(Point localization data)
━━━━━━━━━━━━━━━━━━━━━━━━━━━━━━

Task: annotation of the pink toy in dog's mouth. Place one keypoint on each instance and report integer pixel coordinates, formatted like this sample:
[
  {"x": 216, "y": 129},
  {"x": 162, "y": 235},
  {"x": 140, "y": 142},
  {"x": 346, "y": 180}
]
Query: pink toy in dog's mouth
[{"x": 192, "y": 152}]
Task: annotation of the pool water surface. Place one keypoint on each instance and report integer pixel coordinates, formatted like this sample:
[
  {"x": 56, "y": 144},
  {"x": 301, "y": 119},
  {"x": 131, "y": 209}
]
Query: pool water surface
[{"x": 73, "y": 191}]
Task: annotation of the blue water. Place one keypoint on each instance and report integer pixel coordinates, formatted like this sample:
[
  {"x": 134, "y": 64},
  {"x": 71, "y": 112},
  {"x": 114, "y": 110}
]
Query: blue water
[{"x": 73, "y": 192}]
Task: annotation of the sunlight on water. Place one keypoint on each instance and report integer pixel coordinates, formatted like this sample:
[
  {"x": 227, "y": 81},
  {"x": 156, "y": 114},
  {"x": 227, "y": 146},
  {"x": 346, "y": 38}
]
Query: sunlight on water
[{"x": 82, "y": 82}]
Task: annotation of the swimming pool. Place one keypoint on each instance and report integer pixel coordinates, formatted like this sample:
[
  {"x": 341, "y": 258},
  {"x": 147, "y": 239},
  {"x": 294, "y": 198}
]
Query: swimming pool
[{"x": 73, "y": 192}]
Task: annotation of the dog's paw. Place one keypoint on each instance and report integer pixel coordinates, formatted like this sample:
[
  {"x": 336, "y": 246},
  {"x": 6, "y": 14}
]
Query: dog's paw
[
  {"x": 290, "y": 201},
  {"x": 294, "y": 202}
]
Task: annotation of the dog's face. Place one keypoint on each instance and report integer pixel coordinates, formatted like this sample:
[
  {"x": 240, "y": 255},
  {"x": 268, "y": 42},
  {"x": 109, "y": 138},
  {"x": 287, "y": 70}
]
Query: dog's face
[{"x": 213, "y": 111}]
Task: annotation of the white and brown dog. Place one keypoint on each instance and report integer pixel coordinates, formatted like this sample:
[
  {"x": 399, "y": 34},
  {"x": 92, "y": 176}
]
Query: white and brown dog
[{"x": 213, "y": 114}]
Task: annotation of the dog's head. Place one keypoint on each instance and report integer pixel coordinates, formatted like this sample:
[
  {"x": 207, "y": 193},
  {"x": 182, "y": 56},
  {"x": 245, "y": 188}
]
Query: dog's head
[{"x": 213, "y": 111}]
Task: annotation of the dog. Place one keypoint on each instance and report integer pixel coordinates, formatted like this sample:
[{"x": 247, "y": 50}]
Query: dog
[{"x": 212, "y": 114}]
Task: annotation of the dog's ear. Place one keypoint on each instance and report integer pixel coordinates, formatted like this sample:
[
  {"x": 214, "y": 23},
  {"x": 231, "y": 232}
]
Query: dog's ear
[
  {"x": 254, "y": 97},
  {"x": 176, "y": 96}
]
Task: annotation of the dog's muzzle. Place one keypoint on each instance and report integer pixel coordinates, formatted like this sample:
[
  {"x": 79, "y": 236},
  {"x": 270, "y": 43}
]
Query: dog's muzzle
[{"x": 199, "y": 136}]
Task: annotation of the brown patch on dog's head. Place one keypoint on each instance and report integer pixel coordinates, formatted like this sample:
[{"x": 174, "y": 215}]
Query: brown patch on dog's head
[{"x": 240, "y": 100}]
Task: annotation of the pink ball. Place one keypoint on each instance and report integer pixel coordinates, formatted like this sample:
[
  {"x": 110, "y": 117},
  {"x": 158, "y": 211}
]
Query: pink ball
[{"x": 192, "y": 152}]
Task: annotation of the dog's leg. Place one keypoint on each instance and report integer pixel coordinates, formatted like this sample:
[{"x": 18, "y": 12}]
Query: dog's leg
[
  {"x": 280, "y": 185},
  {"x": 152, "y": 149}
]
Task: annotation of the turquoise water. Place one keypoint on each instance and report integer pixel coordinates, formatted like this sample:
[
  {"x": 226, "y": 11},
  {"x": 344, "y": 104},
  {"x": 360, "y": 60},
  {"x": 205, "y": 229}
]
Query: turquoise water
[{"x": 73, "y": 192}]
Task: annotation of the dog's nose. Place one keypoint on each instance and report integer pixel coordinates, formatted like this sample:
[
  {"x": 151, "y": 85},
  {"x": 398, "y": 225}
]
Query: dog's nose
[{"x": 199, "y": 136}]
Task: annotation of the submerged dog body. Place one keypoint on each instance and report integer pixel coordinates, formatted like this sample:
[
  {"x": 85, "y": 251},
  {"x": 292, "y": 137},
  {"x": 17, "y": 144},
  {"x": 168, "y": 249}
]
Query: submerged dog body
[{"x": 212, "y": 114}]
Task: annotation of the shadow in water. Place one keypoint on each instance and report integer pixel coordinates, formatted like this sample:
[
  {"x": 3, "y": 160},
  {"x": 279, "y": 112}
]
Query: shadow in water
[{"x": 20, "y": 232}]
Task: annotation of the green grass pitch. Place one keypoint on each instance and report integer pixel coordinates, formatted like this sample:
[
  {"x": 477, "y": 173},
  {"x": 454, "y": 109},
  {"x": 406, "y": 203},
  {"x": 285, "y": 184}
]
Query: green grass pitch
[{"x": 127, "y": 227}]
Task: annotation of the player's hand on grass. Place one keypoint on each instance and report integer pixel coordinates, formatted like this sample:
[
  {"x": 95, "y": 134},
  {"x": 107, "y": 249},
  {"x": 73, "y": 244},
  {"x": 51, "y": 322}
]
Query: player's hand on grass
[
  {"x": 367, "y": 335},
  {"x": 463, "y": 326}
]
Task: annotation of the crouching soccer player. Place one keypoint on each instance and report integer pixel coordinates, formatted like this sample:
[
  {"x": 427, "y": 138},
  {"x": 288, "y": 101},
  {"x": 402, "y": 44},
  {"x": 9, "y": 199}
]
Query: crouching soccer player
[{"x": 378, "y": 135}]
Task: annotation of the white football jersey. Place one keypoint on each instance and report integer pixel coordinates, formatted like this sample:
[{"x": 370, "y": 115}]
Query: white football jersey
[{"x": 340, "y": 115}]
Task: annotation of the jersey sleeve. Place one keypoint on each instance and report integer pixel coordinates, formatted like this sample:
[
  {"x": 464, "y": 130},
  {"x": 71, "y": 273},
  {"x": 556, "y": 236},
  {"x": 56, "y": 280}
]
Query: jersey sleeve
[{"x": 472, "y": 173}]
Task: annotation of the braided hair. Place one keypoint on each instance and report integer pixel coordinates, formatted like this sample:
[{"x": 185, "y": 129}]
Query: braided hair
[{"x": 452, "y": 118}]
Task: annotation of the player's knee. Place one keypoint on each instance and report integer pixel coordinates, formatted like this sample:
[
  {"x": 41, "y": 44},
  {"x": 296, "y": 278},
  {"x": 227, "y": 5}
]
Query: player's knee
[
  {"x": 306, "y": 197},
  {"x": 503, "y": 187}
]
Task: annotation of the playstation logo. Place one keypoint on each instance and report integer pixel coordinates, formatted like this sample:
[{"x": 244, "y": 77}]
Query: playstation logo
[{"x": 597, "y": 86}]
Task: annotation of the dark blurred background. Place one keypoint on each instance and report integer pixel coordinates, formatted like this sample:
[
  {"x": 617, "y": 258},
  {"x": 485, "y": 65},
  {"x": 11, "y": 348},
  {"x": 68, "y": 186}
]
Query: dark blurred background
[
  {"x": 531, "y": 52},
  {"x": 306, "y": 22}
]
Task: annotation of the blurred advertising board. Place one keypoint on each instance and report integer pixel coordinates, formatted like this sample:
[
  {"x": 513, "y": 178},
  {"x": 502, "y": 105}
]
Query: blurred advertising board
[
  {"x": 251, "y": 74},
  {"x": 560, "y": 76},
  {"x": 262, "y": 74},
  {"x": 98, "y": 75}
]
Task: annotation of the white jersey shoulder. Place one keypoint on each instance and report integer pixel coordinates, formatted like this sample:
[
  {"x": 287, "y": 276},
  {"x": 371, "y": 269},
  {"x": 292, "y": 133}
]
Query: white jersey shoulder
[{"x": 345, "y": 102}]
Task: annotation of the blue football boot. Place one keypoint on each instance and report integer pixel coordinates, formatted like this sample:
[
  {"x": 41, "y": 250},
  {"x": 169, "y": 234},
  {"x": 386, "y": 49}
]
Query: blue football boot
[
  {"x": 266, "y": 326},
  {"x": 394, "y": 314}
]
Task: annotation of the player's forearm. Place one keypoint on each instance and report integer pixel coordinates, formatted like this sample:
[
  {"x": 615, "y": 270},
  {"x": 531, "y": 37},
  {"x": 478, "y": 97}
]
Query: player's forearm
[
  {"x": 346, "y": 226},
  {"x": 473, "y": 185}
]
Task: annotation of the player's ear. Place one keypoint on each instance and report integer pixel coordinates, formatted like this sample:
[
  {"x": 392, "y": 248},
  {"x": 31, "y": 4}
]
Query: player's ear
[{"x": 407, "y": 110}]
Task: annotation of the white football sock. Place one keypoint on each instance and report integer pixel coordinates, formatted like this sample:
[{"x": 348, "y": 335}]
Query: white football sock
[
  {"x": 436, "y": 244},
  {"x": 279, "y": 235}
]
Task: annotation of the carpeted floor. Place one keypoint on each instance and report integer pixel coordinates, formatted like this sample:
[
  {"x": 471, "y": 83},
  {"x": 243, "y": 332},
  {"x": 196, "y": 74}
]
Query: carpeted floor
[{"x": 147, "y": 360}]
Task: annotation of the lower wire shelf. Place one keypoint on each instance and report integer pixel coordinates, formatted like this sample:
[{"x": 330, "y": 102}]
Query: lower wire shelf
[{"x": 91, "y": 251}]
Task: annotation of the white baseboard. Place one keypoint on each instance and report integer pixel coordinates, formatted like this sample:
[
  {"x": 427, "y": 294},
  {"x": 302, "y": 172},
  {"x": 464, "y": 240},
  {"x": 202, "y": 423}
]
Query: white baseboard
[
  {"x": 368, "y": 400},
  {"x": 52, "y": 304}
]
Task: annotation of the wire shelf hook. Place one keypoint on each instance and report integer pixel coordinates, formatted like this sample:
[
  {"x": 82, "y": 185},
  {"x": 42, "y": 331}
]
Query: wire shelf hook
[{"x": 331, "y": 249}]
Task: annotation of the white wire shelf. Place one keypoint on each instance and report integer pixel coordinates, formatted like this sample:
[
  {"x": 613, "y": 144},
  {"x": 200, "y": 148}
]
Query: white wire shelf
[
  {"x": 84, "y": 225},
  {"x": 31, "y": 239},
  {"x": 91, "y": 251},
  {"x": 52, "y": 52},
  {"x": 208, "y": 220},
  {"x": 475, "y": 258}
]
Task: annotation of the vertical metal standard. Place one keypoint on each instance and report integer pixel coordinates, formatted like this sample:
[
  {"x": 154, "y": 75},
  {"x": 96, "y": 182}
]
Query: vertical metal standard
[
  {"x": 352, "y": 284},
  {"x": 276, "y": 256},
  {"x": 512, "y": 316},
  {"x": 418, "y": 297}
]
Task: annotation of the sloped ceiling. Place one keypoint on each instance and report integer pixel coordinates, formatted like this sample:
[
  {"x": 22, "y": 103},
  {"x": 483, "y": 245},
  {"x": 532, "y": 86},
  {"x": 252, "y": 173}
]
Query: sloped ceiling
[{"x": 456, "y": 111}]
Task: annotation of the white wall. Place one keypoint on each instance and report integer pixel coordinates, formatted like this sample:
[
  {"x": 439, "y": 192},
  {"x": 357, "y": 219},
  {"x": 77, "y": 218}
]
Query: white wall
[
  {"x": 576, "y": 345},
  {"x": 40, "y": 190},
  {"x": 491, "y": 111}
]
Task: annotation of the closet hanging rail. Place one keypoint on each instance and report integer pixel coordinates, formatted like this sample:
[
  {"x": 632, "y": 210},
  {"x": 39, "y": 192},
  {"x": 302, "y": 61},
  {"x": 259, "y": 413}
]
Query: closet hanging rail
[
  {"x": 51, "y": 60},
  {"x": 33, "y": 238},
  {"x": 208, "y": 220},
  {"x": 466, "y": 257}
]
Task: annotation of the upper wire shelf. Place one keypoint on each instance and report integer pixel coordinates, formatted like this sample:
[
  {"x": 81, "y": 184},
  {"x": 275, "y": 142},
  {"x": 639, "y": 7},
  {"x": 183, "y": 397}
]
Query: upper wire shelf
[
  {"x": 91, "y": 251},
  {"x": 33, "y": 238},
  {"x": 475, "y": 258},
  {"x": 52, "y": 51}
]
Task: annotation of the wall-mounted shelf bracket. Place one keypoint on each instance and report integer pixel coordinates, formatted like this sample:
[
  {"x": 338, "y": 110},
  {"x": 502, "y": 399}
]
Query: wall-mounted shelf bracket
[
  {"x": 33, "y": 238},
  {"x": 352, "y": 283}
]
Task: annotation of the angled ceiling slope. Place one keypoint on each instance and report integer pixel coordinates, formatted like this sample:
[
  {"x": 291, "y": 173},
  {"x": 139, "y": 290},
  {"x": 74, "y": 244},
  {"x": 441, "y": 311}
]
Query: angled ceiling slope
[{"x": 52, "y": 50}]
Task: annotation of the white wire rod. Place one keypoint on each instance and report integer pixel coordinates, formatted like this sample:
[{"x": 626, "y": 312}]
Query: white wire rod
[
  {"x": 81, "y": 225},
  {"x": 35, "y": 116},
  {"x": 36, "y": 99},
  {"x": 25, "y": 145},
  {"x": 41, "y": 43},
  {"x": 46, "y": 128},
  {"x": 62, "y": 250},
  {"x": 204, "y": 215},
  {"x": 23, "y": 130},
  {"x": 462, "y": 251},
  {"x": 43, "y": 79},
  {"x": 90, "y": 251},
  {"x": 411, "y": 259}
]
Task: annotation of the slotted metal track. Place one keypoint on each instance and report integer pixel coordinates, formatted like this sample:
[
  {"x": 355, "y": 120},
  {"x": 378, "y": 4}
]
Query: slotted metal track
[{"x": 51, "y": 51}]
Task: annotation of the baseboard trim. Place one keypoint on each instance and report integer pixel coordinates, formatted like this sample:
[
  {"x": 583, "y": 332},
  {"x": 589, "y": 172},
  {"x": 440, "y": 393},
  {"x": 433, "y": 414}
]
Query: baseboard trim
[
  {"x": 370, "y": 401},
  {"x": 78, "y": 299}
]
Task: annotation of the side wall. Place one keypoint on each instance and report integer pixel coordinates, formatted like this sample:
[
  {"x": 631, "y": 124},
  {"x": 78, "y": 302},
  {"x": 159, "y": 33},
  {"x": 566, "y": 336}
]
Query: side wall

━━━━━━━━━━━━━━━━━━━━━━━━━━━━━━

WHAT YOU SHOULD DO
Which of the lines above hold the word "side"? Copy each one.

COMPLETED TASK
Task: annotation of the side wall. Place one keypoint on each instance and report integer pixel coordinates, formatted like this sample:
Query: side wall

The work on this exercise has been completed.